*Input for this task*
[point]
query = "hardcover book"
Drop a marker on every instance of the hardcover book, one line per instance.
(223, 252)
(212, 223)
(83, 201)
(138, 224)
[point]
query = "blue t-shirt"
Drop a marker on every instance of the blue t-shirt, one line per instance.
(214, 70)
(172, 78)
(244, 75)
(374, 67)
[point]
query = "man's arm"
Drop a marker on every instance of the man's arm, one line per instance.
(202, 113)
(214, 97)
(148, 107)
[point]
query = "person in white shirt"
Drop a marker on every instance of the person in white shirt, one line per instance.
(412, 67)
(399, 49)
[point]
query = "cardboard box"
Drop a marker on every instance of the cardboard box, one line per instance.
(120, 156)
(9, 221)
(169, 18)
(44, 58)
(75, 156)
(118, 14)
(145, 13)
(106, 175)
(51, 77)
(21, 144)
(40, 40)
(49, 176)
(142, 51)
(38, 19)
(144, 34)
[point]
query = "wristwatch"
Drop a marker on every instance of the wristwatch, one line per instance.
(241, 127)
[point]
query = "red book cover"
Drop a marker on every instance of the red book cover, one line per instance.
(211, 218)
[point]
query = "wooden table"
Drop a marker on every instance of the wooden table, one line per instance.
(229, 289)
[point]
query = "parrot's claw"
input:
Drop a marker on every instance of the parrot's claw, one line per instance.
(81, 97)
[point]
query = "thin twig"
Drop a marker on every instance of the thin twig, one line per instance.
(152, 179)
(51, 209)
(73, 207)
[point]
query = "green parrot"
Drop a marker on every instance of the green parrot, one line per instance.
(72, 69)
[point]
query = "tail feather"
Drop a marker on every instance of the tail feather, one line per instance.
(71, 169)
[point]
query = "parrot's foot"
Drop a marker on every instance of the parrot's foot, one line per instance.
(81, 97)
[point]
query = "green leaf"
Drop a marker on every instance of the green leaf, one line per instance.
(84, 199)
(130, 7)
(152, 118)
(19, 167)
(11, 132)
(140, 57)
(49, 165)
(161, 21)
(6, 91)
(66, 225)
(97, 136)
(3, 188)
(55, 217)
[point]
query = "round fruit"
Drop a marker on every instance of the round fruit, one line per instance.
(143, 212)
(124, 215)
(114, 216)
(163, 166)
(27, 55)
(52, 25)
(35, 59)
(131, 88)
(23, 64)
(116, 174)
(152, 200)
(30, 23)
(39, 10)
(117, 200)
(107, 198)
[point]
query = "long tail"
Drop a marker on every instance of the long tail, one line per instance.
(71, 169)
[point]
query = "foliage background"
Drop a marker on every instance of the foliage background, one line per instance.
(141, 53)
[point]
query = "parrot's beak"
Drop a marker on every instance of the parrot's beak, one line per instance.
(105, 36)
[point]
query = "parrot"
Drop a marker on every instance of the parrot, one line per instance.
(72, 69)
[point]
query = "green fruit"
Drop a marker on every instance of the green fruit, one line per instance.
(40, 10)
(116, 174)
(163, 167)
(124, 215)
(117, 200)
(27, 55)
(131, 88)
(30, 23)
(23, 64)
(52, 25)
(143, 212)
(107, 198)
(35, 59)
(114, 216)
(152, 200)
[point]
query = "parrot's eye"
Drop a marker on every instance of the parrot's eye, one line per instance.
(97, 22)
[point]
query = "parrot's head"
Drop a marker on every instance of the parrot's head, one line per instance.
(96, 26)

*Exercise aim*
Output the data above without altering a line.

*Result for this exercise*
[point]
query = "hardcover book"
Drop a marker on every instance of the hardcover book, one line per instance.
(223, 252)
(212, 223)
(83, 201)
(138, 224)
[point]
query = "blue t-shirt"
Drop a marker on every instance of the blue t-shirt, one line per instance.
(214, 70)
(172, 78)
(244, 75)
(374, 67)
[point]
query = "man's arm"
Drop a marker on every instance of the man's arm, one line per instance.
(202, 113)
(214, 97)
(148, 107)
[point]
query = "person in white shirt"
Drop a marker on every instance of the person in white shirt, one line per instance.
(412, 67)
(399, 49)
[point]
query = "cardboard box"
Drop a marker on every instance of the cardboard box, one line per instance.
(120, 156)
(9, 221)
(169, 18)
(44, 58)
(75, 156)
(118, 14)
(145, 13)
(106, 175)
(51, 77)
(21, 144)
(40, 40)
(49, 176)
(142, 51)
(38, 19)
(144, 34)
[point]
query = "wristwatch"
Drop a marker on every instance of the wristwatch, one line per instance.
(241, 127)
[point]
query = "red book cover"
Drop a marker on every instance of the red book cover, one line per instance.
(211, 218)
[point]
query = "wooden table"
Drop a marker on every instance of the wooden table, one line per instance.
(229, 289)
[point]
query = "parrot's claw"
input:
Drop a marker on every instance of the parrot's claw, one line per instance.
(81, 97)
[point]
query = "thin twig"
Drop a marker on every instance of the thin twig, one line per instance.
(152, 179)
(51, 209)
(73, 207)
[point]
query = "green parrot"
Drop a marker on every instance of the green parrot, one line per instance.
(72, 69)
[point]
query = "tail feather"
Drop a marker on every instance of the tail feather, one line per instance.
(71, 169)
[point]
query = "parrot's foot"
Drop a marker on every instance of the parrot's foot, one line per instance.
(81, 97)
[point]
query = "green leaf"
Drop a marker on every instance of the green leaf, one line per instance.
(84, 199)
(130, 7)
(152, 118)
(19, 167)
(11, 132)
(140, 57)
(49, 165)
(161, 21)
(6, 91)
(66, 225)
(97, 136)
(3, 188)
(55, 217)
[point]
query = "round fruit"
Drop a marker on every instance of the round fruit, one line per instance.
(143, 212)
(124, 215)
(114, 216)
(163, 166)
(27, 55)
(52, 25)
(35, 59)
(131, 88)
(23, 64)
(116, 174)
(152, 200)
(30, 23)
(39, 10)
(117, 200)
(107, 198)
[point]
query = "long tail"
Drop a marker on every instance of the long tail, one line per instance.
(71, 169)
[point]
query = "foliage background"
Drop a marker on every instance of the foliage background, one line per instance.
(141, 53)
[point]
query = "parrot's beak"
Drop a marker on every instance of the parrot's beak, one line per instance.
(105, 36)
[point]
query = "parrot"
Drop a marker on every instance of the parrot, one line per instance.
(72, 69)
[point]
query = "green fruit"
Drop a marker on every instance of the green fruit, one line per instance.
(40, 10)
(116, 174)
(163, 167)
(124, 215)
(117, 200)
(27, 55)
(131, 88)
(30, 23)
(23, 64)
(52, 25)
(143, 212)
(107, 198)
(35, 59)
(114, 216)
(152, 200)
[point]
query = "parrot's eye"
Drop a marker on every instance of the parrot's eye, one line per instance.
(97, 22)
[point]
query = "parrot's head"
Drop a marker on every instance of the parrot's head, one line per instance.
(96, 26)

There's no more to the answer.